TASK STATEMENT:
What you return must match the records word for word, except that pictures are dropped.

RECORDS SHOWN:
=== Begin Enclosure ===

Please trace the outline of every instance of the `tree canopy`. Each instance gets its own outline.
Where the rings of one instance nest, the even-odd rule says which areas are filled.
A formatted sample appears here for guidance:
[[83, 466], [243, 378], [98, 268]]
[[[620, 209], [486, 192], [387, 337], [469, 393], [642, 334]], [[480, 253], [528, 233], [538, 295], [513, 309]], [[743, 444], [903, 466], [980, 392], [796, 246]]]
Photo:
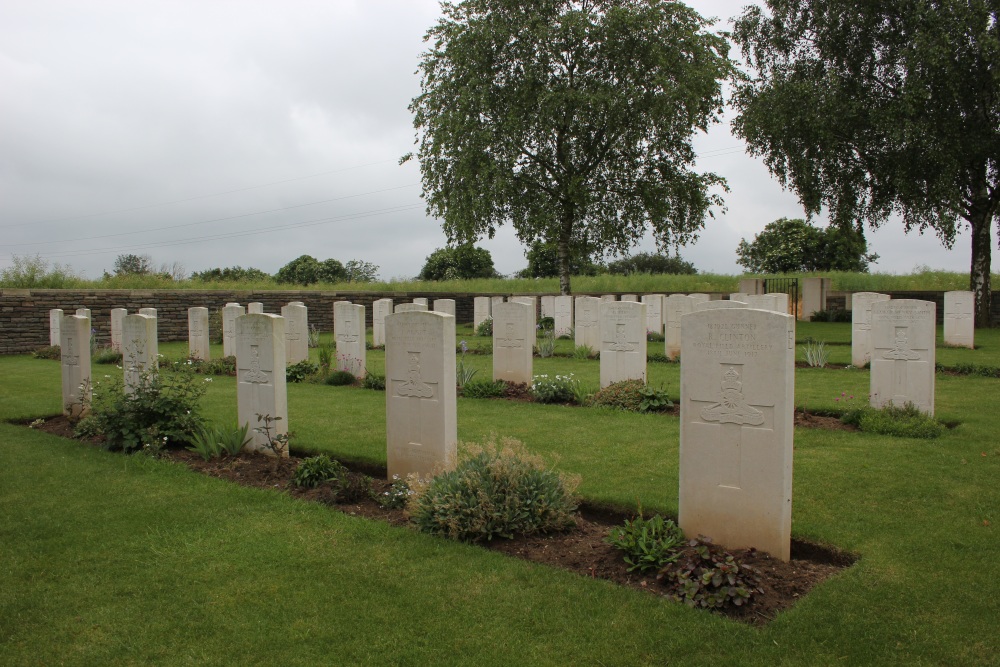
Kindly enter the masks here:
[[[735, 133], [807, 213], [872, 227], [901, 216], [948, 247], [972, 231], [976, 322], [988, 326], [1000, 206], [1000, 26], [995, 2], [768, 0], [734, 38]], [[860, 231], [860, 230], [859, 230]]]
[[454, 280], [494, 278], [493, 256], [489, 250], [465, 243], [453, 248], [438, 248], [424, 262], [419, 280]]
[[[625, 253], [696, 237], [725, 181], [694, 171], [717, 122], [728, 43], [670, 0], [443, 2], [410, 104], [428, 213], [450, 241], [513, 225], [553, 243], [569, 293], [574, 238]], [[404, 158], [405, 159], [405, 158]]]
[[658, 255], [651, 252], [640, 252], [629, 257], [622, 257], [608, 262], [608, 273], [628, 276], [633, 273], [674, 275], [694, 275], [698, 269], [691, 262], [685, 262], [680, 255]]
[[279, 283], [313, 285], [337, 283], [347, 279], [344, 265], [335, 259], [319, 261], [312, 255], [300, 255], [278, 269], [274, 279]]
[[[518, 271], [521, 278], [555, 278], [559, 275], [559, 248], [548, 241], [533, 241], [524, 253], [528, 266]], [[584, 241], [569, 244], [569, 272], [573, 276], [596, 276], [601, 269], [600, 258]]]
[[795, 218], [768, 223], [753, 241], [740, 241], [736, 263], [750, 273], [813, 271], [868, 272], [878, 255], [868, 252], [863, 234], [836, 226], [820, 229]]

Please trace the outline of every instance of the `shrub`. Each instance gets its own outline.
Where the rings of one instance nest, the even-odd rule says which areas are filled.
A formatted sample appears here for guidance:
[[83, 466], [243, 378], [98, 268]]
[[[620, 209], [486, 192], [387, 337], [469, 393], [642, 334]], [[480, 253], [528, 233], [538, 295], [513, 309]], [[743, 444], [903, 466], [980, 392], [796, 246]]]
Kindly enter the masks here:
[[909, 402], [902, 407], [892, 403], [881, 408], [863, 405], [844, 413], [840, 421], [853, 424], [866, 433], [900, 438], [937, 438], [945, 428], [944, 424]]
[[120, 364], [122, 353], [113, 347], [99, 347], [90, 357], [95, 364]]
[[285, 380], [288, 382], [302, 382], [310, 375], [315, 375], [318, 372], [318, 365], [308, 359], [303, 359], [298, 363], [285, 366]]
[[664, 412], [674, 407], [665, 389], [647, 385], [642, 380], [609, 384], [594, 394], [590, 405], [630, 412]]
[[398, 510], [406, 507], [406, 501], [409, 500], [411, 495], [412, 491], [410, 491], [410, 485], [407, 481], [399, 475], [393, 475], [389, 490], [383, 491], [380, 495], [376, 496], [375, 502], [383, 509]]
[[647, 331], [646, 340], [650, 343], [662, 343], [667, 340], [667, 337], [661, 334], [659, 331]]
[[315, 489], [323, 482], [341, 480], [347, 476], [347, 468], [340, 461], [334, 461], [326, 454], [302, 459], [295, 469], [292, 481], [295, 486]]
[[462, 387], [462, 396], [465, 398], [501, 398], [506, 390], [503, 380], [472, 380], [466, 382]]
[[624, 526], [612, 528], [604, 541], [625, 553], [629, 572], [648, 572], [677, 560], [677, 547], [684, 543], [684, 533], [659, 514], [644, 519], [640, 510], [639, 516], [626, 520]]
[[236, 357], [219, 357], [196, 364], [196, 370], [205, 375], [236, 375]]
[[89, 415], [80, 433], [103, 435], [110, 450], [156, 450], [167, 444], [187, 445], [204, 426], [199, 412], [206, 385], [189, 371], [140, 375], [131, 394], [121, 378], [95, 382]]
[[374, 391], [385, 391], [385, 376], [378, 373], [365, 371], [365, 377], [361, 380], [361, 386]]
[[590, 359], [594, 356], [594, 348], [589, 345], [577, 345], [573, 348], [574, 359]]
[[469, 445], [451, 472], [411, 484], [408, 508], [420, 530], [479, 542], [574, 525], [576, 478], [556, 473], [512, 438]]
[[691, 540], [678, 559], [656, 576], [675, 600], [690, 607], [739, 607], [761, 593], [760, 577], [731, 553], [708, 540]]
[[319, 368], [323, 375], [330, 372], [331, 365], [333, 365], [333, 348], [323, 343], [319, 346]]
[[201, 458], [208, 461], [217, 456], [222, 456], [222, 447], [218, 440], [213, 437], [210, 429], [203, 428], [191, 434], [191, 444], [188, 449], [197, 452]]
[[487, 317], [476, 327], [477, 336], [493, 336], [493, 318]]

=== End Enclosure ===

TASK SOLUTION:
Please trace the outline of every instance of the `tree canopy`. Each instance gets its own outline.
Where the rings of one instance nest, the even-odd rule says which areas are filled.
A formatted sample appears here for guidance:
[[83, 466], [243, 378], [98, 268]]
[[[620, 209], [486, 192], [387, 337], [469, 393], [642, 334]], [[480, 253], [528, 233], [538, 295], [513, 309]], [[743, 444], [903, 466], [980, 392], [796, 246]]]
Photo:
Kindly enter the masks here:
[[[735, 133], [807, 213], [872, 227], [901, 216], [948, 247], [972, 231], [976, 322], [988, 326], [1000, 206], [1000, 26], [995, 2], [768, 0], [734, 38]], [[860, 231], [860, 230], [859, 230]]]
[[454, 280], [494, 278], [493, 256], [489, 250], [465, 243], [453, 248], [438, 248], [424, 262], [419, 280]]
[[[625, 253], [696, 237], [725, 181], [694, 171], [717, 122], [728, 43], [670, 0], [443, 2], [410, 104], [428, 213], [450, 241], [513, 225], [553, 243], [569, 293], [574, 238]], [[404, 158], [405, 159], [405, 158]]]
[[658, 255], [651, 252], [640, 252], [629, 257], [622, 257], [608, 262], [608, 273], [628, 276], [633, 273], [674, 275], [694, 275], [698, 269], [691, 262], [685, 262], [680, 255]]
[[279, 283], [313, 285], [337, 283], [347, 279], [344, 265], [335, 259], [319, 261], [312, 255], [300, 255], [278, 269], [274, 279]]
[[[518, 271], [521, 278], [555, 278], [559, 275], [559, 248], [548, 241], [533, 241], [524, 253], [528, 266]], [[584, 241], [569, 244], [569, 272], [573, 276], [596, 276], [601, 269], [600, 258]]]
[[795, 218], [768, 223], [753, 241], [740, 241], [736, 263], [750, 273], [813, 271], [868, 272], [878, 255], [868, 252], [863, 234], [836, 226], [820, 229]]

Please trace the outline of every instance of the `shrub`. Each instance gets its own outline.
Where the rings of one instance nest, the even-odd rule says which areas are filled.
A formatted sample appears here for guidance:
[[83, 466], [243, 378], [98, 268]]
[[[620, 209], [486, 192], [387, 337], [469, 393], [642, 334]], [[480, 253], [528, 233], [538, 295], [513, 309]], [[743, 444], [903, 466], [980, 392], [796, 246]]]
Kindly enter the masks here:
[[909, 402], [902, 407], [892, 403], [881, 408], [863, 405], [844, 413], [840, 421], [853, 424], [866, 433], [900, 438], [937, 438], [945, 428], [944, 424]]
[[120, 364], [122, 353], [113, 347], [99, 347], [90, 357], [95, 364]]
[[285, 380], [288, 382], [302, 382], [310, 375], [315, 375], [318, 372], [318, 365], [308, 359], [303, 359], [298, 363], [285, 366]]
[[664, 412], [674, 407], [665, 389], [647, 385], [642, 380], [609, 384], [594, 394], [590, 405], [630, 412]]
[[398, 510], [406, 507], [406, 501], [409, 500], [411, 495], [412, 491], [410, 491], [410, 485], [407, 481], [399, 475], [393, 475], [389, 490], [383, 491], [380, 495], [376, 496], [375, 502], [383, 509]]
[[647, 331], [646, 340], [650, 343], [662, 343], [667, 340], [667, 337], [661, 334], [659, 331]]
[[315, 489], [323, 482], [341, 480], [347, 476], [347, 468], [340, 461], [334, 461], [326, 454], [302, 459], [295, 469], [292, 481], [295, 486]]
[[462, 387], [462, 396], [465, 398], [501, 398], [506, 390], [503, 380], [472, 380], [466, 382]]
[[624, 526], [612, 528], [604, 541], [625, 553], [629, 572], [648, 572], [677, 560], [677, 547], [684, 543], [684, 533], [659, 514], [644, 519], [640, 510], [639, 516], [626, 520]]
[[236, 357], [219, 357], [196, 364], [196, 370], [205, 375], [236, 375]]
[[89, 415], [80, 433], [103, 435], [110, 450], [156, 450], [167, 444], [187, 445], [204, 426], [199, 412], [206, 385], [189, 371], [140, 375], [131, 394], [121, 378], [95, 382]]
[[374, 391], [385, 391], [385, 376], [378, 373], [365, 371], [365, 377], [361, 380], [361, 386]]
[[590, 359], [594, 356], [594, 348], [589, 345], [577, 345], [573, 348], [574, 359]]
[[469, 445], [451, 472], [411, 484], [408, 508], [420, 530], [479, 542], [574, 525], [576, 478], [556, 473], [512, 438]]
[[691, 540], [678, 559], [656, 576], [675, 600], [690, 607], [739, 607], [761, 593], [760, 577], [731, 553], [708, 540]]
[[319, 368], [323, 375], [330, 372], [331, 365], [333, 365], [333, 348], [323, 343], [319, 346]]
[[201, 458], [208, 461], [217, 456], [222, 456], [222, 447], [218, 440], [213, 437], [210, 429], [203, 428], [191, 434], [191, 444], [188, 449], [197, 452]]
[[487, 317], [476, 327], [477, 336], [493, 336], [493, 318]]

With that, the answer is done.